PROBLEM DESCRIPTION:
Count the lines in the records below that contain the string "gravel". Reply with the number alone.

RECORDS PROVIDED:
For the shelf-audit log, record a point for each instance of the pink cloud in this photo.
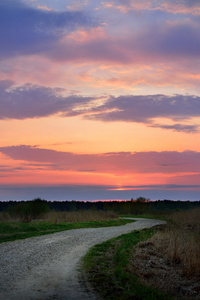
(166, 162)
(174, 7)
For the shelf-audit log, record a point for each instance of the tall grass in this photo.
(180, 242)
(64, 217)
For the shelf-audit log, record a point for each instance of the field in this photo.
(13, 228)
(158, 263)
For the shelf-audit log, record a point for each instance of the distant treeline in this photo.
(136, 207)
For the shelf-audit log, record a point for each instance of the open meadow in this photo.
(158, 263)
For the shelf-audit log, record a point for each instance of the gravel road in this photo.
(46, 267)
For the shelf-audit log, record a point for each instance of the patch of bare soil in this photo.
(151, 263)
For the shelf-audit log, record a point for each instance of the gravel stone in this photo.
(47, 267)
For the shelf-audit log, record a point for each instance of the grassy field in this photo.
(13, 229)
(128, 267)
(106, 268)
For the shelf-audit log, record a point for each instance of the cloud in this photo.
(166, 162)
(155, 42)
(145, 108)
(33, 101)
(26, 30)
(179, 127)
(169, 6)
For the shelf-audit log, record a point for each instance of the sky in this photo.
(99, 99)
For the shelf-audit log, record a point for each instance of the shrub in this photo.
(29, 210)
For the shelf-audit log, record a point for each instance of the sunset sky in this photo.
(99, 99)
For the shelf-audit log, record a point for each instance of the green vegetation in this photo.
(106, 268)
(11, 231)
(29, 210)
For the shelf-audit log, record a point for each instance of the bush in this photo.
(29, 210)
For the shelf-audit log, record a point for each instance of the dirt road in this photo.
(46, 267)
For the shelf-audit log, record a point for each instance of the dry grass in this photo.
(79, 216)
(67, 217)
(170, 260)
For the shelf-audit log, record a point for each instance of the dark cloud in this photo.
(112, 163)
(25, 30)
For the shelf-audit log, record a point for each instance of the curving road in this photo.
(46, 267)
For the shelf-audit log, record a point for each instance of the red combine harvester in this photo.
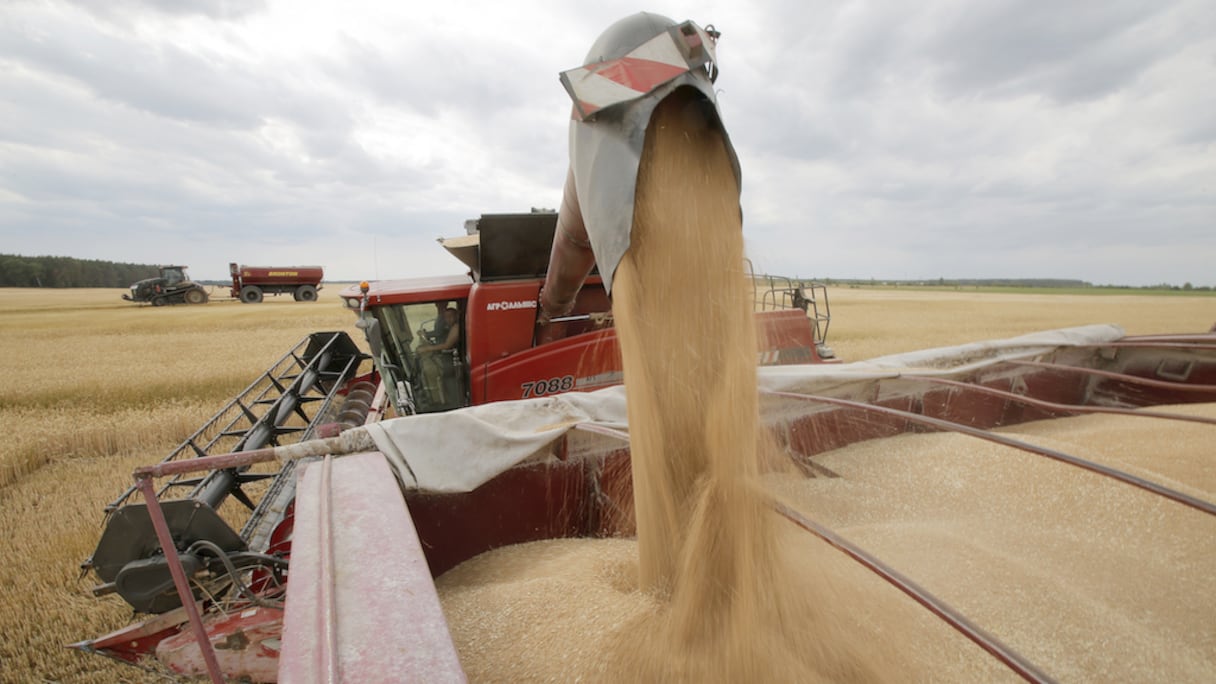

TASK OUTPUT:
2